» **Task item**:
Every line between the one containing "of the eyebrow" and the last line of the data, both included, is to be set down exactly, and pictures are to be omitted.

(Natural-language object grounding data)
[Start of Attachment]

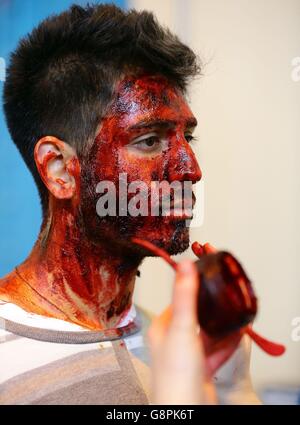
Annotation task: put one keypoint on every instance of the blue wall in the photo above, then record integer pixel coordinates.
(20, 213)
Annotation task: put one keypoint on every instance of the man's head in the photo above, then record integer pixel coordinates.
(108, 87)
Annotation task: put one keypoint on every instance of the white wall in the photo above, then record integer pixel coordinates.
(248, 110)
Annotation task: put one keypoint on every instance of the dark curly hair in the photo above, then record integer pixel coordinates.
(61, 77)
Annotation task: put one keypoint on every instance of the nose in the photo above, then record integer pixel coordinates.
(183, 165)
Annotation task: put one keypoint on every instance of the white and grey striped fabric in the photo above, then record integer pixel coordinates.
(44, 365)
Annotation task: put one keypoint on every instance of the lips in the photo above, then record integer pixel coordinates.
(181, 208)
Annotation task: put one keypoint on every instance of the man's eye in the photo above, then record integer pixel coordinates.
(150, 143)
(189, 138)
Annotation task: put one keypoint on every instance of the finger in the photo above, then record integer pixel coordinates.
(209, 249)
(159, 326)
(197, 249)
(185, 295)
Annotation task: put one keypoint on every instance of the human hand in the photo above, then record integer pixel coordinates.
(180, 373)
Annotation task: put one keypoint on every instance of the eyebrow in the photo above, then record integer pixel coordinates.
(162, 124)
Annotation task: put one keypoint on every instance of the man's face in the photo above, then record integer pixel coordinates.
(144, 136)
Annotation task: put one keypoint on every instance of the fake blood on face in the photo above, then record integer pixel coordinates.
(226, 299)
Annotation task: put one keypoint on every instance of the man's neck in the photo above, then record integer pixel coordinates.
(68, 277)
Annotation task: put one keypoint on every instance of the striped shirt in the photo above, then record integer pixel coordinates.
(50, 361)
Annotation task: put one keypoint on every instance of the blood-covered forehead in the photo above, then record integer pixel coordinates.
(148, 98)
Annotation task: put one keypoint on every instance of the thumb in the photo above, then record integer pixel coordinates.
(185, 295)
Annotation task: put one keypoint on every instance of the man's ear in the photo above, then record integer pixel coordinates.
(56, 162)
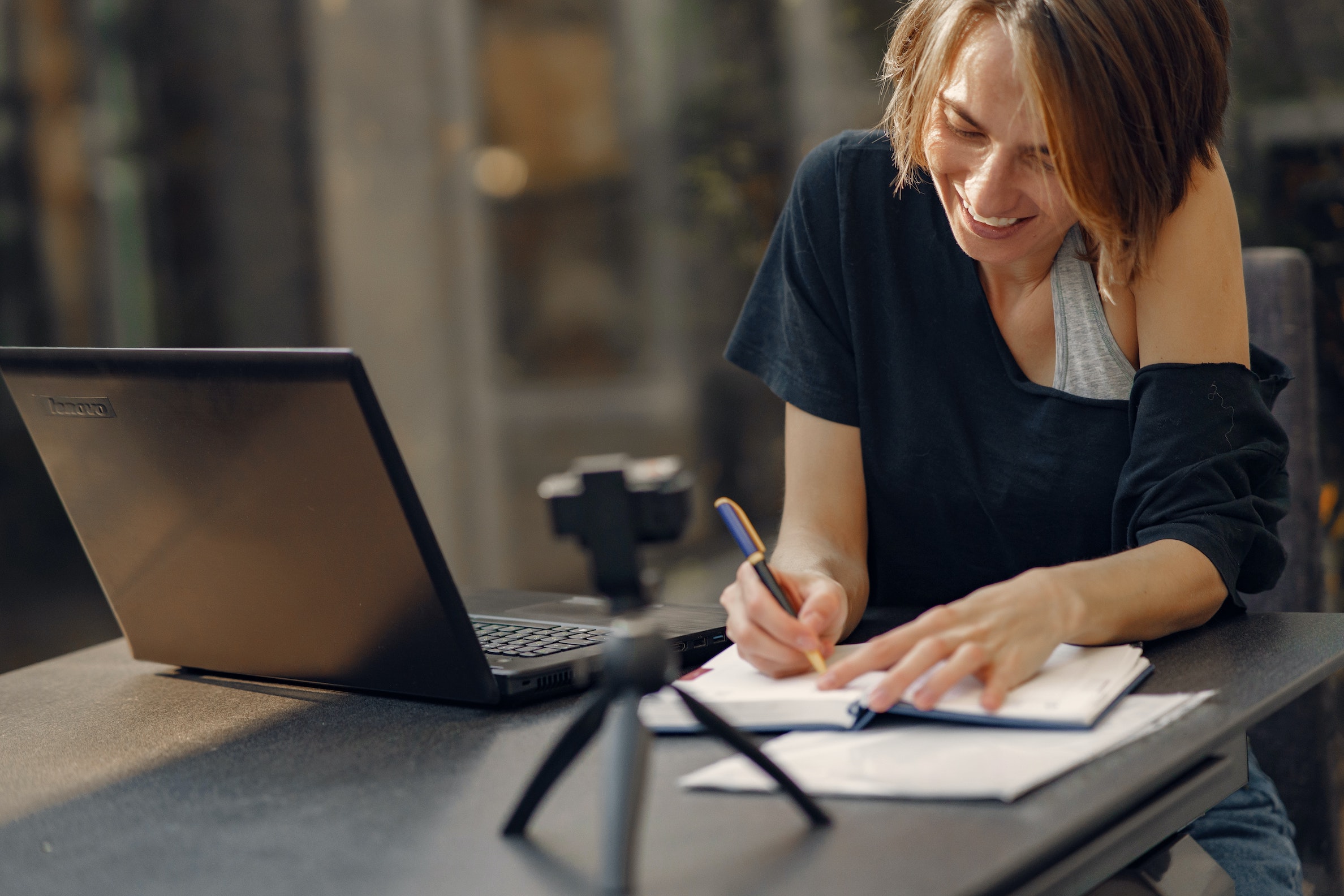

[End of Attachment]

» **Solution below**:
Annotation task: put one keypoint on every instance of the eyebrow in the photo above, then record integer pixel coordinates.
(162, 124)
Annotation task: put one keypoint on every instance of the man's face in the photo above, then record integer pixel coordinates.
(144, 136)
Annotation task: put one keypoint on every instance of the fake blood on face in the photo above, then record integer pixel coordinates.
(226, 299)
Annotation task: put one keypoint on every instance of the man's neck in the photo above, then record integer pixel coordinates.
(68, 277)
Annotation task: put one keypoint on every instance of the striped shirt in the photo above, then record integer pixel coordinates.
(50, 361)
Annotation task: put one keypoint on every instance of the blood-covered forehead in the photo above, then record integer pixel coordinates.
(148, 98)
Annotation task: put one keypoint on every instance of the thumb in the photo above, then record integer pixel coordinates.
(185, 295)
Annotation task: put one keypoint on every instance of the man's ear in the photo above, then record integer pixel coordinates.
(56, 162)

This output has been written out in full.